Dataset entries: Begin

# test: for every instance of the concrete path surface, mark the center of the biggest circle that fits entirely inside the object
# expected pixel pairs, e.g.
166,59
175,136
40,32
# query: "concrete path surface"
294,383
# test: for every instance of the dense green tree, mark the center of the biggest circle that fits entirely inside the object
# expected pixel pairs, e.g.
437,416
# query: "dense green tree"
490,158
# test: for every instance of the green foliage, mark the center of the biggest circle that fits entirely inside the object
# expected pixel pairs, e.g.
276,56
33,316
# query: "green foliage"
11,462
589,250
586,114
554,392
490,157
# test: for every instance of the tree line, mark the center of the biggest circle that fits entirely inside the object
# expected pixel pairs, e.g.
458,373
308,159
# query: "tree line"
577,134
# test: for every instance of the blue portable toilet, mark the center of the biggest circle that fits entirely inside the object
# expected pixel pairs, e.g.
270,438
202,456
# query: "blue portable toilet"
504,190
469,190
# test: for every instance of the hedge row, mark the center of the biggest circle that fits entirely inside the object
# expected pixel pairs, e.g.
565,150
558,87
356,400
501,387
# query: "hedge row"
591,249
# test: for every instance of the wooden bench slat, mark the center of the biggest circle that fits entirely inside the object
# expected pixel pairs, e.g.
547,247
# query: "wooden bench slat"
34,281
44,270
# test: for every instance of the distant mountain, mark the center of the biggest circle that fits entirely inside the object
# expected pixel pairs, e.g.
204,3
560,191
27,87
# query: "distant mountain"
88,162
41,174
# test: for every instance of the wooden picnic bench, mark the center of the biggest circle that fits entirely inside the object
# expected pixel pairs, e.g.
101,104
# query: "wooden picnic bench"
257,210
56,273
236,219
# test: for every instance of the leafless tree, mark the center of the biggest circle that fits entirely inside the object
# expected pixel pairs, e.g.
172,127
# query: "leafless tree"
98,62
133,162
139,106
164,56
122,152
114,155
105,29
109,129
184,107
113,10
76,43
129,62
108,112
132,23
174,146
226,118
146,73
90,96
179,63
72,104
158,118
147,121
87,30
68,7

Dataset entries: End

**Try it:** With no alteration of any kind, give the data again in full.

**Answer to this task:**
# test: for every instance of the concrete path surface, mark the center of the biggest circle that fits entirely inside the object
# expected pixel pairs, e.g.
166,59
175,136
40,32
# query: "concrete path surface"
294,383
# test: for every instance of the dense green tree, mark the center of the biggest circle that fits entirely inside the object
# expected pixel pairs, e.g.
437,416
# query: "dense green tree"
490,158
# test: for every instance of the green foliage, mark the center of the biggest circle that fits entirely inside the object
# expected pixel pairs, e.g.
276,56
33,316
# query: "green foliage"
11,462
589,250
586,114
554,392
490,157
# test: for every instance of the tree line, mark the center of the biggest circle that fits entirely inside the object
# expected pixel pairs, e.g.
458,373
308,159
# query: "tree line"
577,134
# test: for every instance of the blue portable toilet, mark the center of the biggest circle that fits entirely inside the object
# expected pixel pairs, e.g.
270,438
202,456
# query: "blue portable toilet"
504,190
469,190
# test: for every instance of the hedge row, mark the center of the biggest circle that fits entirely inside the object
# expected pixel pairs, e.g.
565,150
558,87
356,400
501,387
# query: "hedge row"
591,249
# test: for every instance of the wooden bench slat, mark the center of the biggest circle that fits entirely inside the object
# expected pixel pairs, e.g.
547,247
# query: "wooden bench slat"
34,281
44,270
# test: for every instance of the distant mountain, mark the center of the biggest circle that fits entirely inside the object
# expected pixel pairs, e.g.
204,3
560,191
27,87
# query: "distant mountain"
88,162
41,174
# test: for every instance of the wooden picnic bench, mark the center of the biggest circle that fits entirely inside the object
# expected pixel pairs, e.g.
101,104
# query: "wooden picnic bench"
257,210
56,273
236,219
# test: for every instance of the leafless tree, mark the center of the biggest circle that fits entirely inside the object
# expected pixel pairs, e.g.
172,127
# query: "leafless tree"
98,62
133,162
139,106
164,56
122,152
114,155
105,29
109,129
184,107
113,10
76,43
129,62
108,112
132,23
174,146
226,118
146,73
90,96
179,63
72,104
158,118
147,121
87,30
68,7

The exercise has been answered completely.